= Materials provided =

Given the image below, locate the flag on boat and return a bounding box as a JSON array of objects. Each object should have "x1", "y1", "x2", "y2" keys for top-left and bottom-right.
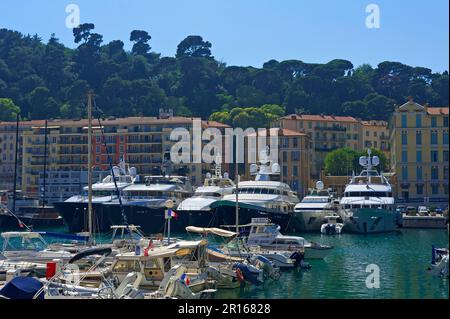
[{"x1": 167, "y1": 208, "x2": 178, "y2": 218}]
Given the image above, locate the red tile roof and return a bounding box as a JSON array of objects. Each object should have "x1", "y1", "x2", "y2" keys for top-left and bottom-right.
[
  {"x1": 281, "y1": 114, "x2": 358, "y2": 123},
  {"x1": 427, "y1": 107, "x2": 448, "y2": 115},
  {"x1": 361, "y1": 120, "x2": 387, "y2": 126}
]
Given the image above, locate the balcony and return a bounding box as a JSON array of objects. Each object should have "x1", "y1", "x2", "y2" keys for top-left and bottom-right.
[{"x1": 314, "y1": 125, "x2": 347, "y2": 132}]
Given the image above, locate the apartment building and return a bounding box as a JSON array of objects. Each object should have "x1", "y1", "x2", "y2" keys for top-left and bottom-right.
[
  {"x1": 361, "y1": 120, "x2": 390, "y2": 160},
  {"x1": 389, "y1": 98, "x2": 449, "y2": 205},
  {"x1": 18, "y1": 116, "x2": 228, "y2": 198},
  {"x1": 0, "y1": 120, "x2": 44, "y2": 190},
  {"x1": 272, "y1": 114, "x2": 362, "y2": 178},
  {"x1": 240, "y1": 128, "x2": 313, "y2": 198}
]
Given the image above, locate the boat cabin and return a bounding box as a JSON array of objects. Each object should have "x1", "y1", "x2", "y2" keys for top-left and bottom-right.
[{"x1": 111, "y1": 240, "x2": 208, "y2": 290}]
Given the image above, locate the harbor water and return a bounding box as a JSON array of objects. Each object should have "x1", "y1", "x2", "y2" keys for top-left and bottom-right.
[
  {"x1": 0, "y1": 229, "x2": 449, "y2": 299},
  {"x1": 217, "y1": 229, "x2": 449, "y2": 299}
]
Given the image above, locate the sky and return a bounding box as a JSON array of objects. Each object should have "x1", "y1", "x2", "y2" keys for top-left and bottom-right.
[{"x1": 0, "y1": 0, "x2": 449, "y2": 72}]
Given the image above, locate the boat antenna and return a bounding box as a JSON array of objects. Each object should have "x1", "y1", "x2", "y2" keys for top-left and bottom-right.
[
  {"x1": 12, "y1": 112, "x2": 20, "y2": 216},
  {"x1": 42, "y1": 120, "x2": 48, "y2": 208},
  {"x1": 94, "y1": 99, "x2": 131, "y2": 232},
  {"x1": 87, "y1": 90, "x2": 95, "y2": 244},
  {"x1": 234, "y1": 144, "x2": 239, "y2": 235}
]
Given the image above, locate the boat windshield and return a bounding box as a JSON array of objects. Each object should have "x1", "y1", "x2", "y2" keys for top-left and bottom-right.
[
  {"x1": 302, "y1": 197, "x2": 330, "y2": 203},
  {"x1": 4, "y1": 237, "x2": 47, "y2": 251},
  {"x1": 233, "y1": 187, "x2": 281, "y2": 195},
  {"x1": 193, "y1": 192, "x2": 222, "y2": 197}
]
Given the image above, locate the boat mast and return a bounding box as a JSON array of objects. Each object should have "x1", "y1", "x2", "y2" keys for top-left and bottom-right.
[
  {"x1": 13, "y1": 113, "x2": 20, "y2": 214},
  {"x1": 234, "y1": 146, "x2": 239, "y2": 234},
  {"x1": 87, "y1": 91, "x2": 94, "y2": 244},
  {"x1": 42, "y1": 120, "x2": 48, "y2": 208}
]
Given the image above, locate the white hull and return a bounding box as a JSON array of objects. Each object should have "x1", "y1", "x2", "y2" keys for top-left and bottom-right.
[
  {"x1": 342, "y1": 208, "x2": 396, "y2": 234},
  {"x1": 294, "y1": 210, "x2": 333, "y2": 232}
]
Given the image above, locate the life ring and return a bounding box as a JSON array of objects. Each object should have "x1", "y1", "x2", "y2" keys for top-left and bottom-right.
[{"x1": 236, "y1": 268, "x2": 245, "y2": 282}]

= Problem details =
Extract every line above that contains the word "water", and copy each one in full.

= Exercise response =
Given the image above, locate the harbor water and return a bounding box as a JSON array of objects. Each object should have "x1", "y1", "x2", "y2" keys for top-left and bottom-right.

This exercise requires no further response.